**WRITTEN REQUEST**
Pick out every line of the records below that contains the word "leaves", and copy each such line. Case counts.
** Start of RECORDS SUPPLIED **
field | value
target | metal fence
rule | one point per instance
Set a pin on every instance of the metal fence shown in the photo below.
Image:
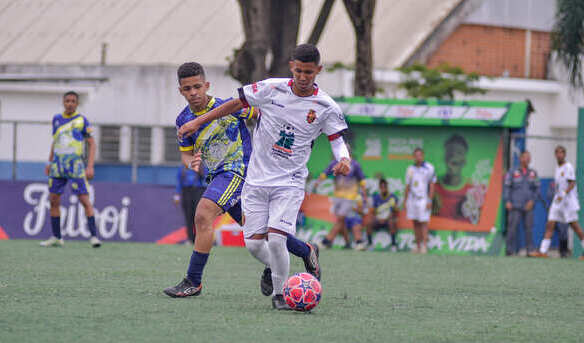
(118, 145)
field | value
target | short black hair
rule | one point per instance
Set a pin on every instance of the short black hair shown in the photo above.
(189, 69)
(306, 53)
(71, 93)
(456, 139)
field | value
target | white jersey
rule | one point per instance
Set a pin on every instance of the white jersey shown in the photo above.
(564, 174)
(420, 178)
(286, 128)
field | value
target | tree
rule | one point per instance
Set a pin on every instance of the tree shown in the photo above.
(361, 14)
(440, 83)
(568, 38)
(271, 30)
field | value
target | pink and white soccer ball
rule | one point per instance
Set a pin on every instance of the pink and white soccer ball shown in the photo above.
(302, 292)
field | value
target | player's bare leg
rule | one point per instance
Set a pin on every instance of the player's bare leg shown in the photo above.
(546, 241)
(55, 212)
(258, 247)
(88, 207)
(206, 213)
(280, 265)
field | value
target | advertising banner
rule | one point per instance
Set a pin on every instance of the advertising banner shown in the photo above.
(466, 214)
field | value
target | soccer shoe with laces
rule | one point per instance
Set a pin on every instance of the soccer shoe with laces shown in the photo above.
(53, 242)
(311, 261)
(279, 303)
(184, 289)
(266, 285)
(95, 242)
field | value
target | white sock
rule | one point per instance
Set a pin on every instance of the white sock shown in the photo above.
(279, 261)
(259, 249)
(545, 245)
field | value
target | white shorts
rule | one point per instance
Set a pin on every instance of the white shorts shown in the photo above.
(416, 209)
(270, 207)
(561, 213)
(342, 207)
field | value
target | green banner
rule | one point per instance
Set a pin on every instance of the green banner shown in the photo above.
(468, 163)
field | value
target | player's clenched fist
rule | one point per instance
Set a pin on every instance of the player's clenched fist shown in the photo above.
(188, 129)
(343, 167)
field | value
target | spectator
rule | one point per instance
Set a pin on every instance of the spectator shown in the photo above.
(420, 180)
(385, 214)
(190, 186)
(345, 194)
(520, 192)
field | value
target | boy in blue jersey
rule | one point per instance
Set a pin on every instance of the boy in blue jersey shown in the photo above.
(224, 147)
(385, 214)
(70, 131)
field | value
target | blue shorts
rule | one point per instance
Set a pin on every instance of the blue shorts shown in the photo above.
(225, 191)
(352, 221)
(78, 185)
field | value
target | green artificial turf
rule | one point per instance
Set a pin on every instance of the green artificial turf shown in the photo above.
(114, 294)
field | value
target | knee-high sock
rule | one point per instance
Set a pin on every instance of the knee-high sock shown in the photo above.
(259, 249)
(279, 261)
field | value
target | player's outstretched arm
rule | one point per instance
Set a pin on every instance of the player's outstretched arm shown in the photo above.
(225, 109)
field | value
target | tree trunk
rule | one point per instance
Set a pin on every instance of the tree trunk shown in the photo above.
(361, 14)
(249, 62)
(284, 23)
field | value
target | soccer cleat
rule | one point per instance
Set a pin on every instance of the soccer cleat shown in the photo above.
(279, 303)
(95, 242)
(266, 285)
(361, 246)
(311, 261)
(184, 289)
(53, 242)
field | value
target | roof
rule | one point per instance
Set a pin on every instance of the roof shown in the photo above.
(174, 31)
(432, 112)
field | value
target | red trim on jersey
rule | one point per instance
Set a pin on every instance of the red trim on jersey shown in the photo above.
(334, 136)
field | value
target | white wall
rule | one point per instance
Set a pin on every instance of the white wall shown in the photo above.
(147, 95)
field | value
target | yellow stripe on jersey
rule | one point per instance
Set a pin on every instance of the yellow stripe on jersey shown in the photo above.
(229, 192)
(186, 148)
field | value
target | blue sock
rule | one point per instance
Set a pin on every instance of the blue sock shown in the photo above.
(56, 226)
(91, 226)
(196, 266)
(297, 247)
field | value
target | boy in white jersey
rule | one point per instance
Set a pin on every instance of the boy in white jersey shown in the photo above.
(420, 180)
(565, 205)
(293, 113)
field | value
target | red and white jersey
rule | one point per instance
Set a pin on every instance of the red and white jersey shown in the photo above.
(420, 178)
(287, 126)
(564, 174)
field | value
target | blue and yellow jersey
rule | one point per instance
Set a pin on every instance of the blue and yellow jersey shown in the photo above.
(225, 143)
(69, 133)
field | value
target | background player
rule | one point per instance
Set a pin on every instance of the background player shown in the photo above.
(224, 147)
(420, 179)
(385, 214)
(565, 206)
(293, 113)
(70, 131)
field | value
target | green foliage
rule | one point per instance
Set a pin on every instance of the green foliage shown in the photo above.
(441, 82)
(568, 38)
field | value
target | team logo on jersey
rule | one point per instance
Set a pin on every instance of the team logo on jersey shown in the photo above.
(283, 147)
(311, 116)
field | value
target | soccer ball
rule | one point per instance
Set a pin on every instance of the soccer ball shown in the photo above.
(302, 292)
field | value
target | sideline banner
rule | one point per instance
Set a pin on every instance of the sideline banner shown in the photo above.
(124, 212)
(469, 167)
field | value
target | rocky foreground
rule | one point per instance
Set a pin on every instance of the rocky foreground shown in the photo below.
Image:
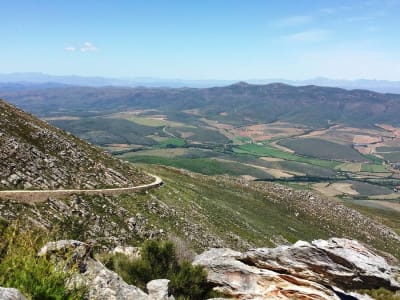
(322, 269)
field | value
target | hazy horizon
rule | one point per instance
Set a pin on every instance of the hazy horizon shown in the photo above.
(218, 40)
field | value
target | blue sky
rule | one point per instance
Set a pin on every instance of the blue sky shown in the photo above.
(207, 39)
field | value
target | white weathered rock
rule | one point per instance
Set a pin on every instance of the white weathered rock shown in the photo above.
(10, 294)
(335, 262)
(130, 252)
(301, 271)
(158, 289)
(105, 284)
(101, 282)
(236, 279)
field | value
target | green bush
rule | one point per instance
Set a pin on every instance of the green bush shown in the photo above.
(36, 277)
(158, 260)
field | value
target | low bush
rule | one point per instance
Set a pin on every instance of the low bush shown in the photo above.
(159, 260)
(36, 277)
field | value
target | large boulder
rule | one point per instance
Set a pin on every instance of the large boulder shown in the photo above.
(335, 262)
(10, 294)
(236, 279)
(158, 289)
(101, 282)
(317, 270)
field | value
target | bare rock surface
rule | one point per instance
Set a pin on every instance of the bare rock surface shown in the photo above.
(11, 294)
(338, 262)
(158, 289)
(239, 280)
(36, 155)
(301, 271)
(101, 282)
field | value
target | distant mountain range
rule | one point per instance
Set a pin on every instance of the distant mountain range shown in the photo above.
(27, 80)
(237, 104)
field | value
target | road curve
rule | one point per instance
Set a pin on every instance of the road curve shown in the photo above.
(42, 195)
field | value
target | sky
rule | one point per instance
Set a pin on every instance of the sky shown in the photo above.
(207, 39)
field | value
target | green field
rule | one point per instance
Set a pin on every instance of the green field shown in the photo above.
(373, 168)
(368, 189)
(391, 156)
(207, 166)
(322, 149)
(259, 150)
(172, 143)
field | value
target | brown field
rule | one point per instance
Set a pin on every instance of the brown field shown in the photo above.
(389, 204)
(61, 118)
(271, 159)
(334, 189)
(350, 167)
(262, 132)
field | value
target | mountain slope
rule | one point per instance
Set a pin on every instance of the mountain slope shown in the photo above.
(36, 155)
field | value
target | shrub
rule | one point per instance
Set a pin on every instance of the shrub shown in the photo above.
(36, 277)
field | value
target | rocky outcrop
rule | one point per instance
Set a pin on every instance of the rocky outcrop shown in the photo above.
(301, 271)
(36, 155)
(158, 289)
(11, 294)
(336, 262)
(100, 281)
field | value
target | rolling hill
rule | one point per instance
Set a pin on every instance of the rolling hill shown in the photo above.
(36, 155)
(237, 104)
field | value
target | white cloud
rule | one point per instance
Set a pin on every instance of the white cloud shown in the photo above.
(312, 35)
(88, 47)
(70, 48)
(293, 21)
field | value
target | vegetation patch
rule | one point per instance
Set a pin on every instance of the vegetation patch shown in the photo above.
(207, 166)
(36, 277)
(322, 149)
(373, 168)
(265, 150)
(159, 260)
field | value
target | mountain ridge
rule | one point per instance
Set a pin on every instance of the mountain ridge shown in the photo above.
(36, 155)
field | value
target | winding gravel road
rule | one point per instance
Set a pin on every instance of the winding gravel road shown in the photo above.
(36, 196)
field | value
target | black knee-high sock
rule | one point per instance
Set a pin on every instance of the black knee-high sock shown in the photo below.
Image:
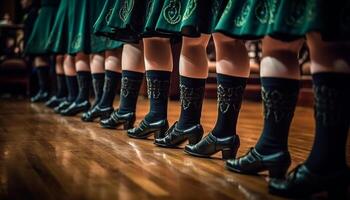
(84, 83)
(131, 83)
(279, 97)
(191, 95)
(332, 115)
(61, 86)
(230, 95)
(43, 78)
(98, 80)
(112, 80)
(158, 83)
(72, 86)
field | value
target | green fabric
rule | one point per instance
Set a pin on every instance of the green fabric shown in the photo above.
(190, 17)
(58, 39)
(130, 20)
(36, 44)
(100, 26)
(284, 19)
(82, 15)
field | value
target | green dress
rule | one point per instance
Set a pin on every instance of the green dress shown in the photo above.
(36, 44)
(58, 40)
(82, 15)
(130, 20)
(284, 19)
(190, 17)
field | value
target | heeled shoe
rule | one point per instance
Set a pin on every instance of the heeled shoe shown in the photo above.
(145, 129)
(54, 101)
(41, 96)
(97, 112)
(76, 108)
(116, 119)
(210, 145)
(174, 137)
(64, 105)
(252, 163)
(301, 182)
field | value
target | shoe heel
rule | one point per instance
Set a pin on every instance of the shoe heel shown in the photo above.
(194, 139)
(228, 153)
(278, 172)
(128, 125)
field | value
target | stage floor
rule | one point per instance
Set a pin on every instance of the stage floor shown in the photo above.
(46, 156)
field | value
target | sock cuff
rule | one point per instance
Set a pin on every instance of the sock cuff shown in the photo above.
(192, 82)
(98, 76)
(132, 74)
(163, 75)
(283, 83)
(332, 79)
(110, 73)
(229, 81)
(83, 73)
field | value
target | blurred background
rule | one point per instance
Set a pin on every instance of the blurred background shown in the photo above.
(18, 79)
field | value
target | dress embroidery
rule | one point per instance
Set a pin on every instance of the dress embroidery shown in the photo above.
(172, 12)
(126, 9)
(265, 11)
(191, 6)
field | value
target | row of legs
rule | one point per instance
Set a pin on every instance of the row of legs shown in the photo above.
(325, 167)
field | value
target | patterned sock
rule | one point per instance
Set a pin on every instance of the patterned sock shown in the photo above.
(112, 80)
(230, 95)
(131, 83)
(332, 108)
(192, 95)
(279, 97)
(158, 83)
(84, 83)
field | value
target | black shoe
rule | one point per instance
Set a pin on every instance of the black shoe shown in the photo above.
(76, 108)
(54, 101)
(41, 96)
(115, 120)
(210, 145)
(174, 137)
(64, 105)
(145, 129)
(301, 182)
(252, 163)
(97, 112)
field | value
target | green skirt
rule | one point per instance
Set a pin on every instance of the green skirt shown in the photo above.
(284, 19)
(58, 40)
(82, 15)
(41, 31)
(190, 17)
(130, 20)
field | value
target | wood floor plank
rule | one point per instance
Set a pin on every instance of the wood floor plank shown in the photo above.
(47, 156)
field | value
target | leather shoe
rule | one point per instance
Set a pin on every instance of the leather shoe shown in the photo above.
(62, 106)
(97, 112)
(210, 145)
(252, 163)
(116, 119)
(54, 101)
(301, 182)
(41, 96)
(76, 108)
(145, 129)
(174, 136)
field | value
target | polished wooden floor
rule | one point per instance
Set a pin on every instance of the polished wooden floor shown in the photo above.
(46, 156)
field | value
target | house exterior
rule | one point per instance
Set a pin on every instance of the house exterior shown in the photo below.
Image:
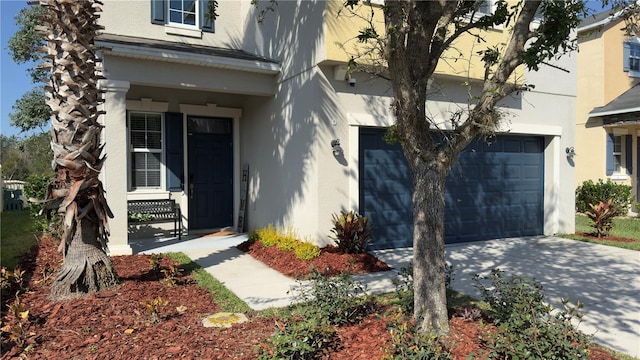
(608, 103)
(190, 103)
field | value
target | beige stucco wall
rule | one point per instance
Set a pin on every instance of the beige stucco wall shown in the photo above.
(295, 180)
(132, 18)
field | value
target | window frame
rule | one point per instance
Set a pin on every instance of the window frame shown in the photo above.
(196, 14)
(631, 57)
(145, 150)
(634, 59)
(617, 154)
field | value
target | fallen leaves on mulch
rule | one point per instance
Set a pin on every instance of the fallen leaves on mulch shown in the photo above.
(331, 261)
(605, 238)
(115, 324)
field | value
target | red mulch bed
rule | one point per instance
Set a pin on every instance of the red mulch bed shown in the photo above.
(97, 326)
(605, 238)
(331, 261)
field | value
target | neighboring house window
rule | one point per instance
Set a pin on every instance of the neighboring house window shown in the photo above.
(619, 155)
(631, 57)
(187, 13)
(145, 137)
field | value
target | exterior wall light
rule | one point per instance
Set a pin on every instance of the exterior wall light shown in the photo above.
(335, 146)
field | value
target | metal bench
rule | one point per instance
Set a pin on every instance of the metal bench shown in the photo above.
(155, 211)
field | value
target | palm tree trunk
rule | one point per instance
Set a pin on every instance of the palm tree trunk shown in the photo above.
(76, 193)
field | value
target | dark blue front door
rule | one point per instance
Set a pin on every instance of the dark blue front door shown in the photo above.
(210, 186)
(494, 191)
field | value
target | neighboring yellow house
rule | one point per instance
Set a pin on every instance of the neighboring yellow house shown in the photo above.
(608, 103)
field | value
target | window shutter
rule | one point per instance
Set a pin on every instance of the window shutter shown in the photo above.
(610, 154)
(158, 12)
(174, 149)
(628, 158)
(205, 23)
(626, 56)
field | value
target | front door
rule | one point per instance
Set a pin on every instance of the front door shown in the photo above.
(210, 186)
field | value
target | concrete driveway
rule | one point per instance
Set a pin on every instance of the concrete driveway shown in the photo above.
(606, 279)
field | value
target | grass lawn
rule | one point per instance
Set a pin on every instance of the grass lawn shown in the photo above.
(17, 236)
(622, 227)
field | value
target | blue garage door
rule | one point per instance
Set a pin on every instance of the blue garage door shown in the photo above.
(495, 190)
** End of RECORDS SUPPLIED **
**ANSWER FOR THE TASK**
target | fallen leaves on mulch
Set a pin on every instance of the fallen leaves on mulch shown in the photo above.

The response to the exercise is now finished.